Center for Computer Research in Music and Acoustics (CCRMA)
Stanford University

Navigate this deck with keyboard or touch

type "m" for the menu of pages and
arrow or page keys to advance or rewind

mobile devices: two-finger tap for the menu of pages and
the usual left/right swipe to advance or rewind

embedded media clips (audio and video) use an extra click (or swipe) to begin playing
and another to finish

two reviews of
100 Untitled Works in Mill Aluminum by Donald Judd (1982 — 1986)

“Virtuosity is craft shaped by the imperatives of meaning.”

Jed Perl, Oh, Cool
The New Republic, Sep, 2003

“Amid Judd’s aluminum boxes, I started to entertain the possibility that the meaning of his art wasn’t something that resided just beyond my grasp, but something that lay in the grasping itself.”

Leslie Jamison, The Minimalist Who Wasn't
The Atlantic, Oct, 2020

Jamison continues, “Arguably the beating pulse of the entire compound is an installation—housed in two converted artillery sheds—that comprises 100 boxes made of mill aluminum, whose gleaming surfaces reflect the Texas sky in all its shifting moods. As I stood among them, the glinting lines and angles of the boxes conveyed the precision of their construction and their subtle variations. Some had open walls; some were entirely closed; some were sliced in half by partitions. But the effect of the entire installation was more sweeping, far less tightly controlled, almost dizzying.”

“These aluminum boxes weren’t just boxes. They held the weather itself: clouds swollen with rain, or a horizon painted by the burlesque of sunset. They were cubes made of sky; their faces carved the light into radiant squares. ... Judd’s installations revealed ways of carving up the world that could hold its infinitude rather than stifling it. That’s what these boxes felt like, slices of infinitude, as if light were a creature, and this was one of its natural habitats.”

“The boxes were more dynamic than they appeared, expanding and contracting with changes in the temperature—almost as if they were alive, only in a way we couldn’t see, could barely even recognize. Their sublimity lay on the other side of all my attempts to summon them with language—these habitats of light, cubes of sky, sustained by quiet, metallic respiration. “To see is to forget the name of the thing one sees,” the poet Paul Valéry once said, and those boxes made me forget their names. They brought my sight to life. They asked me to see absence in terms of presence.”

Returning to Jed Perl's article, Oh Cool , “That machine-made art can hold us with its lyric force is clear to me, certainly from the hundred aluminum boxes that are Donald Judd's central achievement at the Chinati Foundation in Marfa, Texas... ”

Data items:

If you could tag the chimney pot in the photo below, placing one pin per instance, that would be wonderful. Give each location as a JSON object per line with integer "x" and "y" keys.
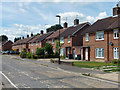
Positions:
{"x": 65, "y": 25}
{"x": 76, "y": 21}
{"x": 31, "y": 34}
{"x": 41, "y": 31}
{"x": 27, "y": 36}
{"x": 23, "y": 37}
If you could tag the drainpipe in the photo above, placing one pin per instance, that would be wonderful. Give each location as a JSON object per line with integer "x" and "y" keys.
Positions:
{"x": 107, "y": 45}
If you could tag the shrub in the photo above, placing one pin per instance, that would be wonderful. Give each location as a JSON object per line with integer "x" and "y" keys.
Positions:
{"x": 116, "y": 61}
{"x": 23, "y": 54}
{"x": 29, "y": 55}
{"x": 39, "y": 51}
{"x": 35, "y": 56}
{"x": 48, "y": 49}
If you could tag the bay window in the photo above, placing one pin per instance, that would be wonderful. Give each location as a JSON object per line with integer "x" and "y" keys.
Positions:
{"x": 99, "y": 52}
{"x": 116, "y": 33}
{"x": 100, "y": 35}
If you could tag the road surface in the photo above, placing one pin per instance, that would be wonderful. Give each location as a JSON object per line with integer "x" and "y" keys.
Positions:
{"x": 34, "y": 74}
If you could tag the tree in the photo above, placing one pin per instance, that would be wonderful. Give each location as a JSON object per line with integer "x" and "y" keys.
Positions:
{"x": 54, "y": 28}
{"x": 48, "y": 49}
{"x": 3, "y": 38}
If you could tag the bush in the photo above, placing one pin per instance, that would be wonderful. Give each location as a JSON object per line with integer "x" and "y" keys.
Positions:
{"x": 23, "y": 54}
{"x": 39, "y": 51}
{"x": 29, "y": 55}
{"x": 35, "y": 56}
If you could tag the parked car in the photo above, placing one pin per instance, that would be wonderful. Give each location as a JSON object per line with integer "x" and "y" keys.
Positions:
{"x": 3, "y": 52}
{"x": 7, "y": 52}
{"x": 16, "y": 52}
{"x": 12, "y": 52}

Task statement:
Using the two reviews of Donald Judd's aluminum boxes, answer each item.
(a) Which magazine published Leslie Jamison's piece, and in what month and year?
(b) How many converted artillery sheds house the installation of 100 boxes?
(c) In what town and state is the Chinati Foundation located?

Exercise output:
(a) The Atlantic, October 2020
(b) Two
(c) Marfa, Texas